= Your task =
Copy the records below exactly as they appear.

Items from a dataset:
====================
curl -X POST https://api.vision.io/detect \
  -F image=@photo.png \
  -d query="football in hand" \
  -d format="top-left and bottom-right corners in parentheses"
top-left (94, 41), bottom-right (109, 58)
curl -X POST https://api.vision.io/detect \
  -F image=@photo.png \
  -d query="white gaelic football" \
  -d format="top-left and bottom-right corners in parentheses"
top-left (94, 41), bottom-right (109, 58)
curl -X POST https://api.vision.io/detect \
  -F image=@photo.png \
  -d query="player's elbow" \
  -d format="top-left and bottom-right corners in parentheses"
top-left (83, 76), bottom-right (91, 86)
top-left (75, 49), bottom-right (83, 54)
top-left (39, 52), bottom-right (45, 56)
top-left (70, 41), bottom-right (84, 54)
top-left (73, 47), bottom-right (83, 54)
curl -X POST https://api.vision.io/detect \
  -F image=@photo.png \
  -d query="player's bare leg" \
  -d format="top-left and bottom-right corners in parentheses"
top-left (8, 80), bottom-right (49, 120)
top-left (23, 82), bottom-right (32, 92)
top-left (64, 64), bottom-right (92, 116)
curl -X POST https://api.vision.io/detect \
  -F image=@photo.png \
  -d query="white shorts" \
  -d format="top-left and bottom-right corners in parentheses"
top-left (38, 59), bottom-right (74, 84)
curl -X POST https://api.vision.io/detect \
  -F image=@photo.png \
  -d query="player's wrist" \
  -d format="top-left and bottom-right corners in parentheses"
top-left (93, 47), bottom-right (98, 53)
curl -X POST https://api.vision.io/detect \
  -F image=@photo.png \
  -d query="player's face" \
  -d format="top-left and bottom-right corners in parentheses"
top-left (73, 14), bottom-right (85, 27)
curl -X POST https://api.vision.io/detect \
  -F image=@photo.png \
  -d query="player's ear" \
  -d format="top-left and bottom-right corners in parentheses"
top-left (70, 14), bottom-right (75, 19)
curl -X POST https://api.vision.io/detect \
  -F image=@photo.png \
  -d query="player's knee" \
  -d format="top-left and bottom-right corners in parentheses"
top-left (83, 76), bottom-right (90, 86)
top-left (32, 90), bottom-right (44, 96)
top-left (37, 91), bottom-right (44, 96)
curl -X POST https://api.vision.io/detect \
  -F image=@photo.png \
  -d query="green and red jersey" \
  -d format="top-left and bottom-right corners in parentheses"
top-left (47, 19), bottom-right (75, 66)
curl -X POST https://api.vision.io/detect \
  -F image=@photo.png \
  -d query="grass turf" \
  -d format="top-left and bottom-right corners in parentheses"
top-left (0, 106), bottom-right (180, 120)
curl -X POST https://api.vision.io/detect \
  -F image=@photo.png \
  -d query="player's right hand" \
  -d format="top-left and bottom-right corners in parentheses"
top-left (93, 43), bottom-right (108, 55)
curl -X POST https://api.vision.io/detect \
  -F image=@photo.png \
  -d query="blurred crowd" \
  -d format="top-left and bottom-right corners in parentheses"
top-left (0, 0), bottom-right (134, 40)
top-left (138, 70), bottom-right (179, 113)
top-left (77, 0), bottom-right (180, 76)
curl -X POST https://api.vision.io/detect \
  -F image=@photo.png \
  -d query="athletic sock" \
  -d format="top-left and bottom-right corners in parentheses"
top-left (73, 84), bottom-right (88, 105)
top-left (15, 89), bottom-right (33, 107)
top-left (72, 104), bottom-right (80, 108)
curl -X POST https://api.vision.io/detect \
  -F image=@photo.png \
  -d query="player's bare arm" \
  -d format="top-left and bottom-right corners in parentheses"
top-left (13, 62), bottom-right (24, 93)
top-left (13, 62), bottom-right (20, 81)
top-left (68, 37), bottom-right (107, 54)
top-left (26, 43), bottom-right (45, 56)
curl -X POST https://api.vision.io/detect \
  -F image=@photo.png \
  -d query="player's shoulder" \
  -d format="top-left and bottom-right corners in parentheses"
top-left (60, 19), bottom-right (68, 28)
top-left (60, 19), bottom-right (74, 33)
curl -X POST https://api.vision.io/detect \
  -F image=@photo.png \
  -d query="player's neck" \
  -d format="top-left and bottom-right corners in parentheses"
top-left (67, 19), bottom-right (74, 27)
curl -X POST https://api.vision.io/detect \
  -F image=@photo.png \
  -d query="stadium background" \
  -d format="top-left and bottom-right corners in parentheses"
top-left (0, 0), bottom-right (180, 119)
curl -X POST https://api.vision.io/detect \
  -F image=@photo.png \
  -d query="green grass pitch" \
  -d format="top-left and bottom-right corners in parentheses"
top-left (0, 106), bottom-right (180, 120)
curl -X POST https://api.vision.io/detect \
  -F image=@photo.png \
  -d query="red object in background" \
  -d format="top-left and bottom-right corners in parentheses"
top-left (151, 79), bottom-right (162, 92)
====================
= Response to the task =
curl -X POST https://api.vision.io/detect \
  -F image=@photo.png \
  -d query="football in hand" \
  -d format="top-left and bottom-right corners in parentheses"
top-left (94, 41), bottom-right (109, 58)
curl -X POST https://api.vision.io/detect \
  -F image=@photo.png \
  -d query="white gaelic football" \
  -d format="top-left and bottom-right corners in parentheses"
top-left (94, 41), bottom-right (109, 58)
curl -X POST https://api.vision.io/detect \
  -F image=@photo.png \
  -d query="player's elbow" \
  -d format="top-left and bottom-right corners in parentheses"
top-left (83, 76), bottom-right (91, 86)
top-left (75, 49), bottom-right (83, 54)
top-left (39, 52), bottom-right (45, 56)
top-left (70, 41), bottom-right (84, 54)
top-left (73, 47), bottom-right (83, 54)
curl -X POST https://api.vision.io/detect \
  -F image=@photo.png \
  -d query="player's bare leg" \
  -d format="top-left and bottom-right corners in parentheses"
top-left (8, 80), bottom-right (49, 120)
top-left (23, 82), bottom-right (32, 92)
top-left (64, 64), bottom-right (92, 116)
curl -X POST https://api.vision.io/detect \
  -F image=@photo.png \
  -d query="white shorts" \
  -d format="top-left and bottom-right corners in parentheses"
top-left (38, 59), bottom-right (74, 84)
curl -X POST https://api.vision.io/detect \
  -F image=@photo.png \
  -d query="player's wrist" \
  -d format="top-left and bottom-right corners in parentheses"
top-left (93, 47), bottom-right (98, 53)
curl -X POST https://api.vision.io/detect \
  -F image=@photo.png \
  -d query="player's face" \
  -d format="top-left and bottom-right corners in parentheses"
top-left (73, 14), bottom-right (85, 27)
curl -X POST https://api.vision.io/detect \
  -F image=@photo.png \
  -d query="player's ear" \
  -d format="top-left and bottom-right corners in parentheses"
top-left (70, 14), bottom-right (75, 19)
curl -X POST https://api.vision.io/detect \
  -F image=@photo.png \
  -d query="player's knee" \
  -d format="top-left and bottom-right corners in parentheses"
top-left (83, 76), bottom-right (90, 86)
top-left (32, 90), bottom-right (44, 96)
top-left (37, 91), bottom-right (44, 96)
curl -X POST https://api.vision.io/detect \
  -F image=@photo.png \
  -d query="green and red jersey" \
  -d format="top-left and bottom-right corners in parentheses"
top-left (47, 19), bottom-right (75, 66)
curl -X POST https://api.vision.io/detect \
  -F image=@photo.png \
  -d query="grass turf" \
  -d format="top-left and bottom-right corners in parentheses"
top-left (0, 106), bottom-right (180, 120)
curl -X POST https://api.vision.io/detect \
  -F image=@photo.png \
  -d query="player's right hand" \
  -d format="top-left and bottom-right corners in parentheses"
top-left (93, 43), bottom-right (108, 55)
curl -X POST https://api.vision.io/detect \
  -F image=@photo.png \
  -d query="blurred crowd" \
  -d format="top-left and bottom-right corners in parentheses"
top-left (0, 0), bottom-right (134, 40)
top-left (138, 70), bottom-right (179, 113)
top-left (77, 0), bottom-right (180, 76)
curl -X POST https://api.vision.io/detect \
  -F image=@photo.png \
  -d query="athletic sock" \
  -d format="top-left and bottom-right corners in parentheses"
top-left (73, 84), bottom-right (88, 105)
top-left (15, 89), bottom-right (33, 107)
top-left (72, 104), bottom-right (80, 108)
curl -X POST https://api.vision.io/detect \
  -F image=@photo.png \
  -d query="player's bare arm" \
  -d format="top-left and bottom-right corners in parentheses"
top-left (13, 62), bottom-right (24, 93)
top-left (13, 62), bottom-right (20, 81)
top-left (68, 37), bottom-right (107, 54)
top-left (26, 43), bottom-right (45, 56)
curl -X POST https://api.vision.io/detect \
  -F image=@photo.png \
  -d query="player's shoulder" \
  -d format="top-left and bottom-right corners in parentheses"
top-left (60, 19), bottom-right (68, 28)
top-left (60, 19), bottom-right (74, 33)
curl -X POST https://api.vision.io/detect \
  -F image=@photo.png \
  -d query="player's neck" \
  -d format="top-left and bottom-right corners in parentheses"
top-left (67, 19), bottom-right (74, 27)
curl -X POST https://api.vision.io/detect \
  -F image=@photo.png \
  -d query="stadium background" \
  -d format="top-left and bottom-right corners in parentheses"
top-left (0, 0), bottom-right (180, 119)
curl -X POST https://api.vision.io/detect \
  -F image=@photo.png \
  -d query="green grass pitch" \
  -d format="top-left and bottom-right corners in parentheses"
top-left (0, 106), bottom-right (180, 120)
curl -X POST https://api.vision.io/detect \
  -F image=@photo.png \
  -d query="red object in background" \
  -d format="top-left and bottom-right corners in parentheses"
top-left (151, 79), bottom-right (162, 92)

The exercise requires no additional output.